→ **Directions**:
Gather every line in the records below that contains the string "blueberry" and copy each one unchanged. Treat the match as case-sensitive.
################
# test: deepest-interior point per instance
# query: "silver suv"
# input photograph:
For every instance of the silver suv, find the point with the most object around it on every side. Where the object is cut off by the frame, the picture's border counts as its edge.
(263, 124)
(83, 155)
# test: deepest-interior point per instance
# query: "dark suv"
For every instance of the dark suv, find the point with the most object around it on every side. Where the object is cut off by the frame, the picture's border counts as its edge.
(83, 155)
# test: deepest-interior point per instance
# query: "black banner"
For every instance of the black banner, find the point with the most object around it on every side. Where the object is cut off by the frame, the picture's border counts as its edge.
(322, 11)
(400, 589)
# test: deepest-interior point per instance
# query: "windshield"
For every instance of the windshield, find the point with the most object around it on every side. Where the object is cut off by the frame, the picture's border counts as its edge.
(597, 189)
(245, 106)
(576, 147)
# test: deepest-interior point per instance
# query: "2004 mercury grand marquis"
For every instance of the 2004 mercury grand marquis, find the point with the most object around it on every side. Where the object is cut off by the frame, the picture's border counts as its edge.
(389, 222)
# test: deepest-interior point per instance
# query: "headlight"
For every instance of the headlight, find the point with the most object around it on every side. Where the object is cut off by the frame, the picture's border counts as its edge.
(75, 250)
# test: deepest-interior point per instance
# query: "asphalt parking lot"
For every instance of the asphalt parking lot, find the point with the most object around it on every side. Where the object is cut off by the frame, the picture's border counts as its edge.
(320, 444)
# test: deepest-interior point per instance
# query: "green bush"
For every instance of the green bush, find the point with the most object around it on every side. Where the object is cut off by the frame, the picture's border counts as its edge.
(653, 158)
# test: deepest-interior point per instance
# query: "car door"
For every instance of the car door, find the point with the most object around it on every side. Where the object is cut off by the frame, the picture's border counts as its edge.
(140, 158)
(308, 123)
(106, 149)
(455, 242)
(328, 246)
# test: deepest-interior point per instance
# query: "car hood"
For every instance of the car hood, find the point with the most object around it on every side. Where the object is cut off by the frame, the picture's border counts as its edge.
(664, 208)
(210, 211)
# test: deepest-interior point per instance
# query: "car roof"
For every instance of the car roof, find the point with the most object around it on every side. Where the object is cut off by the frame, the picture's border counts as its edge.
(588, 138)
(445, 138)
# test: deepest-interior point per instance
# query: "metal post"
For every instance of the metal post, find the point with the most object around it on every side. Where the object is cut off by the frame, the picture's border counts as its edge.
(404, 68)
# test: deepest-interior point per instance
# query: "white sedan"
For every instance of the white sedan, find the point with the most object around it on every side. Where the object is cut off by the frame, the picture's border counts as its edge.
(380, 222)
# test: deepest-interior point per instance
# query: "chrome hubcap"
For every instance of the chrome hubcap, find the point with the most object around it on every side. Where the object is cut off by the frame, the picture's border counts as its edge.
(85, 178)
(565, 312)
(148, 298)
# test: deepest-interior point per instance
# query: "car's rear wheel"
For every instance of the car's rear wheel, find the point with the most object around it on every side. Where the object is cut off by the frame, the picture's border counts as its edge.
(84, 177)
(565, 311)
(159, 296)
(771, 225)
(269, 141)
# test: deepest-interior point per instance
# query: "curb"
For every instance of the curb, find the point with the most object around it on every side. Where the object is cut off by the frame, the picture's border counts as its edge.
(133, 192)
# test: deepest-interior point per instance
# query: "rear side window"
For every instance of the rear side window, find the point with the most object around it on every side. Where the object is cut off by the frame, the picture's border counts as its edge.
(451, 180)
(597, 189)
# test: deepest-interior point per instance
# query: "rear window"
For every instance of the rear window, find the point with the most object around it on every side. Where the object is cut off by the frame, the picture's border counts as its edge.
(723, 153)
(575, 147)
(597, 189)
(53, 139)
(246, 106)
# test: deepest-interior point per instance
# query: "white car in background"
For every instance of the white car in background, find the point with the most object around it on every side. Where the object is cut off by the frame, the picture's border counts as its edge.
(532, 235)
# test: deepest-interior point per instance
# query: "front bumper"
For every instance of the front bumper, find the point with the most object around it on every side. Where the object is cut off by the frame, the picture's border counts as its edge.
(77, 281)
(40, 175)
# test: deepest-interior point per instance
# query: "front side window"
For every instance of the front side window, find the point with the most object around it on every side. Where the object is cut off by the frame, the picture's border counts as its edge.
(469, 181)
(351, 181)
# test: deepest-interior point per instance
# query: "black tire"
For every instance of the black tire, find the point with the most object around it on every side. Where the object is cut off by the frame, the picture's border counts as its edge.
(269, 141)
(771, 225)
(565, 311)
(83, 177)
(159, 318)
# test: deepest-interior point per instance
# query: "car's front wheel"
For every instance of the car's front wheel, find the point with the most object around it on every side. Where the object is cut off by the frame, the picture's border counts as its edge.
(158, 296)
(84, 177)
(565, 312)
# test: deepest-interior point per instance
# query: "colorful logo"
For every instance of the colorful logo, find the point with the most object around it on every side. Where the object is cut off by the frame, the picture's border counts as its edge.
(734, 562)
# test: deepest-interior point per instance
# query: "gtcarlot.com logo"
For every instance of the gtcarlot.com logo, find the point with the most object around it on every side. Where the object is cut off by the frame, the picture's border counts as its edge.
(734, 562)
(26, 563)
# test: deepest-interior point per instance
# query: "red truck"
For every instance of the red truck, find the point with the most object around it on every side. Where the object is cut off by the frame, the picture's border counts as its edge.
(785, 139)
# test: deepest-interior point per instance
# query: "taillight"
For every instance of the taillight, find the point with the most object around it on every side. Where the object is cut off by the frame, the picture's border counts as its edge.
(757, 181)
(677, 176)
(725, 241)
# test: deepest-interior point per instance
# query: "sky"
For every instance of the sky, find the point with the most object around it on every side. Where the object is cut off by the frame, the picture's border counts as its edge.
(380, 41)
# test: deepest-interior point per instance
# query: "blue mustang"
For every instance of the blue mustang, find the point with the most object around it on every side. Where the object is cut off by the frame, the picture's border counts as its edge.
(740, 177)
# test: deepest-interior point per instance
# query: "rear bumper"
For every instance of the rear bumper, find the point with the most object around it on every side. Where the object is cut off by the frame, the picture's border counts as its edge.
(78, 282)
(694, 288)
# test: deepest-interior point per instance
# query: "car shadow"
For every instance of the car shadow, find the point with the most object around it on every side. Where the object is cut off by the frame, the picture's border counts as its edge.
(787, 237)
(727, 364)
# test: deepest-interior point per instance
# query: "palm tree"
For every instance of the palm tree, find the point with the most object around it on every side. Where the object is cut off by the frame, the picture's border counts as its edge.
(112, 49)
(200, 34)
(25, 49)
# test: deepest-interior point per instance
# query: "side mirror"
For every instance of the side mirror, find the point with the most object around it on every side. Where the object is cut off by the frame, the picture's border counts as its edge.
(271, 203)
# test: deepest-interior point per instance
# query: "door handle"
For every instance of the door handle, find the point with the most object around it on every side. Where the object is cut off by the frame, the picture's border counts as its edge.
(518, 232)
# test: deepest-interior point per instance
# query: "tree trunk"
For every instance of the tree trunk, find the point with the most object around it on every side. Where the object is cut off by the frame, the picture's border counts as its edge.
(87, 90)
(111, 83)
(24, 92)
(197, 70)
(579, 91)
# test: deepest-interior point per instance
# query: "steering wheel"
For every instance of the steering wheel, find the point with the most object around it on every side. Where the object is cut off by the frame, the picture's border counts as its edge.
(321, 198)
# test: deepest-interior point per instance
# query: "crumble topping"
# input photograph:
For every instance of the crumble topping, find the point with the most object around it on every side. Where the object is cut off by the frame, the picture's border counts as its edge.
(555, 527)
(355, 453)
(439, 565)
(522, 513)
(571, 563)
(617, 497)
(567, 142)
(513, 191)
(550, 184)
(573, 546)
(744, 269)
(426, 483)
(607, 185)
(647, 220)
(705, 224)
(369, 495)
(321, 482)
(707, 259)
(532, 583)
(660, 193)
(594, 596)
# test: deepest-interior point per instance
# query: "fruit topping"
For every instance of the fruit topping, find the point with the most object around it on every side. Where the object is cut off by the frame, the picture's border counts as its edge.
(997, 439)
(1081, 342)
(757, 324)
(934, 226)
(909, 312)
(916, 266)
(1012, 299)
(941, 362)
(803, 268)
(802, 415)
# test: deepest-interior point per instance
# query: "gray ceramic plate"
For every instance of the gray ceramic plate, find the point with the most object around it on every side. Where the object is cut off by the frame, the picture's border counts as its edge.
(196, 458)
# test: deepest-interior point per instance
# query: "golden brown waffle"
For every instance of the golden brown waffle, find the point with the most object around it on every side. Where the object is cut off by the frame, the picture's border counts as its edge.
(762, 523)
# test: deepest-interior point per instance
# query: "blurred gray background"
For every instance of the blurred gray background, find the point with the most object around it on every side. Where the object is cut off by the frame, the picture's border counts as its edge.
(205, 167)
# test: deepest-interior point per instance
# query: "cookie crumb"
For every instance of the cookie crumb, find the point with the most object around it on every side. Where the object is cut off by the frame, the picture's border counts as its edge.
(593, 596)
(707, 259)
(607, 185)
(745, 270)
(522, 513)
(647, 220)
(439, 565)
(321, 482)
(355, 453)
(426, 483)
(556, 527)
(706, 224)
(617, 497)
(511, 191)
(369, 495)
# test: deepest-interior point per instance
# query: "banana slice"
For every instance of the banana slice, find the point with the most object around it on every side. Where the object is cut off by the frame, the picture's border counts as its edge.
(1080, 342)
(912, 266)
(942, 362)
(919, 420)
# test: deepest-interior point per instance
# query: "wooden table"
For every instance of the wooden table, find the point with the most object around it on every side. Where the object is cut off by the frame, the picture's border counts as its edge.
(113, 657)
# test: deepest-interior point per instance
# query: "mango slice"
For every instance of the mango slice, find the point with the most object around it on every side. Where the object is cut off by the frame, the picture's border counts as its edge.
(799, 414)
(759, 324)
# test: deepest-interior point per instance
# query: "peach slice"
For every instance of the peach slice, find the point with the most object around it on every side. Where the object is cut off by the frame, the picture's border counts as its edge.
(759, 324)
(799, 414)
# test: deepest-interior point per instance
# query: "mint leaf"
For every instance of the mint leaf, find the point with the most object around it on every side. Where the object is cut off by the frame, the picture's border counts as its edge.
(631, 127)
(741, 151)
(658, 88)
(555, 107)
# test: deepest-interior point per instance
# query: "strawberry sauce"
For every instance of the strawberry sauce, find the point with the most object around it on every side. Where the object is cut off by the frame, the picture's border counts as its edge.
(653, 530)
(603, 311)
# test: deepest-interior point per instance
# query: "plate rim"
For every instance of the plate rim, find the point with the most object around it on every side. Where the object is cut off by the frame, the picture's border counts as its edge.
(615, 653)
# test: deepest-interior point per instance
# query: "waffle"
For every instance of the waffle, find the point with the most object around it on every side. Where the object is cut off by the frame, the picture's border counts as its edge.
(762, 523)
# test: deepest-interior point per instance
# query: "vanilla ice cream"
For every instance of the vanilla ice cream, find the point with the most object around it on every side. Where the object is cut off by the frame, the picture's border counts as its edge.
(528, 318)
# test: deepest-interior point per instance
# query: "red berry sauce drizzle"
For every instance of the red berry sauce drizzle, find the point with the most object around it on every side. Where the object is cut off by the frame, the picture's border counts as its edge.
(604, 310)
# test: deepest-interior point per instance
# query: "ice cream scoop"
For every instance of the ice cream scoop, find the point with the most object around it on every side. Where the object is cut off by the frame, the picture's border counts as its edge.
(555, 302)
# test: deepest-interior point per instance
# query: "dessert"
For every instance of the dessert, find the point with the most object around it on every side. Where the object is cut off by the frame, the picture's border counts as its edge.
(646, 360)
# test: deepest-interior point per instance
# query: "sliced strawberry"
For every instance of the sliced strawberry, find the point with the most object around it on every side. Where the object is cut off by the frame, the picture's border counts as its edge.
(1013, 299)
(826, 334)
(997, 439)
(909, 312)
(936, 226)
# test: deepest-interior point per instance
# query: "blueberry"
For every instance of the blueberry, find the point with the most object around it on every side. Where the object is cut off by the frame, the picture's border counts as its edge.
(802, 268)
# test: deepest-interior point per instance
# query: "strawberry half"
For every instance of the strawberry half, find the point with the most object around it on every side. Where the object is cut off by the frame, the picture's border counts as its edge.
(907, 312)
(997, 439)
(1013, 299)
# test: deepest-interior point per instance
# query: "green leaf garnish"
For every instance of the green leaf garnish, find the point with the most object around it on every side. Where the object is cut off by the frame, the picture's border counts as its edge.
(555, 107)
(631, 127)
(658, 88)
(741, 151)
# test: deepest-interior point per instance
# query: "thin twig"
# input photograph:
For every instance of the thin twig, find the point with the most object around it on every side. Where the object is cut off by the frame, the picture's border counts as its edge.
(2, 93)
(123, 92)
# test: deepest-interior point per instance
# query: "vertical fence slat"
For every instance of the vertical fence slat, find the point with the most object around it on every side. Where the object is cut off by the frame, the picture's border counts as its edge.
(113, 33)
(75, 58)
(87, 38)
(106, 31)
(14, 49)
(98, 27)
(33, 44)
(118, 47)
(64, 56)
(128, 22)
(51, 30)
################
→ **Correct answer**:
# query: "blueberry"
For every instance of the blueberry, find the point with the most object around it on every side. Where the object is cut off by the frame, the picture's border counts as its edge.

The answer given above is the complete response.